# ИСХОДНЫЙ ТЕКСТ:
+++

Где же теперь знамя пионерской дружины Пустынкского детского дома Мстиславского района? Оно хранится в Могилевском краеведческом музее. Мальчишки и девчонки со всей области приезжают сюда, чтобы послушать удивительный рассказ о спасенном знамени.
В. МАШКОВ
Опаленное детство
Мать прижала к груди лохматую Колькину голову и заплакала. Он тоже не выдержал, заревел. Сразу легче стало. А потом забросил за спину мешок и вместе с Лешкой Гулевичем пошел из родной Стерхи в Бобруйск. Оттуда поездом в Ленинград.
Ремесленное училище размещалось в большом сером доме на Кировском проспекте. Вечерами Коля любил бродить по улицам или убегал на Неву поглядеть, как неохотно сползает солнце с блестящего шпиля Петропавловки и как оно потом осторожно прячется где-то на Васильевском острове.

+++

# ЗАДАНИЯ:
- a) Соберите из листинга все строки со словом «window». Регистр букв учитывается.
- b) Допишите рассказ о Коле из Стерхи, начав сразу после его последнего предложения.

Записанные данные
+++

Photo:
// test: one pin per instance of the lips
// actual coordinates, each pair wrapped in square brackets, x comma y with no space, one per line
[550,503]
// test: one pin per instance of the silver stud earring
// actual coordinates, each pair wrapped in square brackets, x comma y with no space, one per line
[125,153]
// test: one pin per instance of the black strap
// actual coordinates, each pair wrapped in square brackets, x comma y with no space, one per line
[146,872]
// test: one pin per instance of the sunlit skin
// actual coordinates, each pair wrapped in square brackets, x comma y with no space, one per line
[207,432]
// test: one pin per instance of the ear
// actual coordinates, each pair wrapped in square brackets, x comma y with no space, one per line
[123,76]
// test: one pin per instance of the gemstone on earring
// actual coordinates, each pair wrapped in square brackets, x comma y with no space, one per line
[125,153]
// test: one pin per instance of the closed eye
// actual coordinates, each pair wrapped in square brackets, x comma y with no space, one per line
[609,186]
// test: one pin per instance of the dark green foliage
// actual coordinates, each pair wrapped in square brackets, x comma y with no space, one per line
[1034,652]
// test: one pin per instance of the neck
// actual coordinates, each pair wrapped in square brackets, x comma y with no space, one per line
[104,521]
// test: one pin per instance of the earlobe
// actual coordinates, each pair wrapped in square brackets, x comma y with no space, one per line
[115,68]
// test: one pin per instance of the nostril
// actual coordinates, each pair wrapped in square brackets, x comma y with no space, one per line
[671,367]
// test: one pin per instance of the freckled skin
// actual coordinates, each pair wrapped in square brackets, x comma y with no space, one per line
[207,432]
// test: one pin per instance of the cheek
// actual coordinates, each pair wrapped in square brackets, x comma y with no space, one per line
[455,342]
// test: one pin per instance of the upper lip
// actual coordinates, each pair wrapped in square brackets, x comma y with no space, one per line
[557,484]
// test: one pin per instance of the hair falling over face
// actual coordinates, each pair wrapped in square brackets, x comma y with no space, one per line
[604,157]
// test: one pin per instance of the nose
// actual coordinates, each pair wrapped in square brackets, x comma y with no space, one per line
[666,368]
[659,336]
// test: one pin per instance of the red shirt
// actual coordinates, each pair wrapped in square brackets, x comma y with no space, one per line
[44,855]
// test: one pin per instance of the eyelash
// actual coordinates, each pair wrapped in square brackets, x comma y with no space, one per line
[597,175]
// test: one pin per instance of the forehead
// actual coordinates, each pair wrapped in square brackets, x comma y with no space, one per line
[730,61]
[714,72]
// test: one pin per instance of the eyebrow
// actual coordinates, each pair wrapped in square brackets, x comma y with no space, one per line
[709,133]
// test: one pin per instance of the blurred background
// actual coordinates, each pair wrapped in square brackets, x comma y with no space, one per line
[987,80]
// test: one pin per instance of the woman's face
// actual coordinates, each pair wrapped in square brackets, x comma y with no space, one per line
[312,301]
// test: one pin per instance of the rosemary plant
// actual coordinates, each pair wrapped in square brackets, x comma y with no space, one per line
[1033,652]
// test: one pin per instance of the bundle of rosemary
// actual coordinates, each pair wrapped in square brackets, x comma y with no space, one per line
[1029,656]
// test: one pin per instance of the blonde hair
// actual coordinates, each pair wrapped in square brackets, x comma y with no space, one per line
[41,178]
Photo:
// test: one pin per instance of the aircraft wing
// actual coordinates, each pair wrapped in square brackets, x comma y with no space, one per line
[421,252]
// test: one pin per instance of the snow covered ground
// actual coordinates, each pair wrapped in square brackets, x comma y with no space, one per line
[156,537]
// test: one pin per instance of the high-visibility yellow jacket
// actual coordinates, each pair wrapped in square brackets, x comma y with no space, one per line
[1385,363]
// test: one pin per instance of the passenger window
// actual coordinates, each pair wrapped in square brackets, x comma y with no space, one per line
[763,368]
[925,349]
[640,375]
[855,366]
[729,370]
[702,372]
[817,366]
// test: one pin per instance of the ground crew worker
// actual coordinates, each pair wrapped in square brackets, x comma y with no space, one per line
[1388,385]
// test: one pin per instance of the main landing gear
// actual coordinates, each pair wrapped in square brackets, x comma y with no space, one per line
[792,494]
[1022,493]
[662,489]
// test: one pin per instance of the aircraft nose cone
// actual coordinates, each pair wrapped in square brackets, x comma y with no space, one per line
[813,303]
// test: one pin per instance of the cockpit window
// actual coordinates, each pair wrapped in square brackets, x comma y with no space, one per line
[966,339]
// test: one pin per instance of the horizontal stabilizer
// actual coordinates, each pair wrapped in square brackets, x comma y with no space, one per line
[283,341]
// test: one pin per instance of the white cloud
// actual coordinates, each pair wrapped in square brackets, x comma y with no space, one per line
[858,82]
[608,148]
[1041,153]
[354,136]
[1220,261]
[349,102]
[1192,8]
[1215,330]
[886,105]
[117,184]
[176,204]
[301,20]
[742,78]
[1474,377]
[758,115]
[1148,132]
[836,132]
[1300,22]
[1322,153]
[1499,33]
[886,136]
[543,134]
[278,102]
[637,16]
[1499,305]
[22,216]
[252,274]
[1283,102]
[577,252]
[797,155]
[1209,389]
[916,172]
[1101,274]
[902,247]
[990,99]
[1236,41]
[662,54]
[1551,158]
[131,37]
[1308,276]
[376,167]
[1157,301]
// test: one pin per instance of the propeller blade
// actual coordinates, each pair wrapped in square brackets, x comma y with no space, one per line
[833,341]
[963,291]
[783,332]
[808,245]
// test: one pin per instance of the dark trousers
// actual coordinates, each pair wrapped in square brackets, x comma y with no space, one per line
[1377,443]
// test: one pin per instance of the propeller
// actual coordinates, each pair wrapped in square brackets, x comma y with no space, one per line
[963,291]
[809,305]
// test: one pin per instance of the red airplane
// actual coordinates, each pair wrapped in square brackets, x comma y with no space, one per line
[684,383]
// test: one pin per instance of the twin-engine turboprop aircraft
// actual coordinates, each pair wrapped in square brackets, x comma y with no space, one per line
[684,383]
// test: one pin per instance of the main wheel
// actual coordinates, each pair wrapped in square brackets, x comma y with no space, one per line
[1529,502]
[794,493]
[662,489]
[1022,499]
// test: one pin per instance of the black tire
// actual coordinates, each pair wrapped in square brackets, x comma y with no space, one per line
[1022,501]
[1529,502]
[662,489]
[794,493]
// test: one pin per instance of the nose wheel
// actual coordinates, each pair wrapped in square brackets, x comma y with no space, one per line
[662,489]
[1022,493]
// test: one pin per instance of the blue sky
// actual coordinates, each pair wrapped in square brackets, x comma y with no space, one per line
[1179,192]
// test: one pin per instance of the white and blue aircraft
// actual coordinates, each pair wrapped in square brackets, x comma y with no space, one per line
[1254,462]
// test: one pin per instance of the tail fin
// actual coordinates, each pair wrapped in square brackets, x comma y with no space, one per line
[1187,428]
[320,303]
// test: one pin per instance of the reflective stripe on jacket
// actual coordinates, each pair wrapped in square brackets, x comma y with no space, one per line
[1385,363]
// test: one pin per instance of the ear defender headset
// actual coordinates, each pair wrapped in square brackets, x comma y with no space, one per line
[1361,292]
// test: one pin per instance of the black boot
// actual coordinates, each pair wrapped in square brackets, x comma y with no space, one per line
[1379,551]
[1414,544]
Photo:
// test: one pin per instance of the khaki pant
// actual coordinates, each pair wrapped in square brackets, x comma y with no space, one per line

+++

# ОТВЕТЫ:
- a)
// test: one pin per instance of the passenger window
// test: one pin per instance of the cockpit window

- b)
Но вот небо затянули тяжелые тучи. Черная тень войны легла на Ленинград. Взрослые уходили на фронт и в народное ополчение. Единственным «командиром» в училище остался завуч. Каждый день он вывозил ребят за город копать противотанковые рвы. Город готовился к обороне.
Всю группу недоучившихся слесарей направили на металлический завод. Раньше здесь выпускали гидротурбины, а теперь из заводских ворот прямо на фронт уходили танки. Почти все белорусы попали в один цех. Николай, его земляк Лешка Гулевич и Женька Махнач из Глусска работали на сборке. Валька Амбросов из-под Витебска — в бригаде ремонтников. С ожесточением крутили гайки большим ключом, изо всех сил колотили молотками по стыкам гусениц — болты не хотели входить в отверстия. Кроме них, подростков, в цехе был лишь мастер-инвалид.
Постепенно ребята освоились, стали выполнять взрослую норму. Завод работал круглосуточно, и хоть полагалось им как «малолетним» работать меньше, никто раньше не уходил. Спали в бомбоубежище — «юнкерсы» прилетали каждую ночь.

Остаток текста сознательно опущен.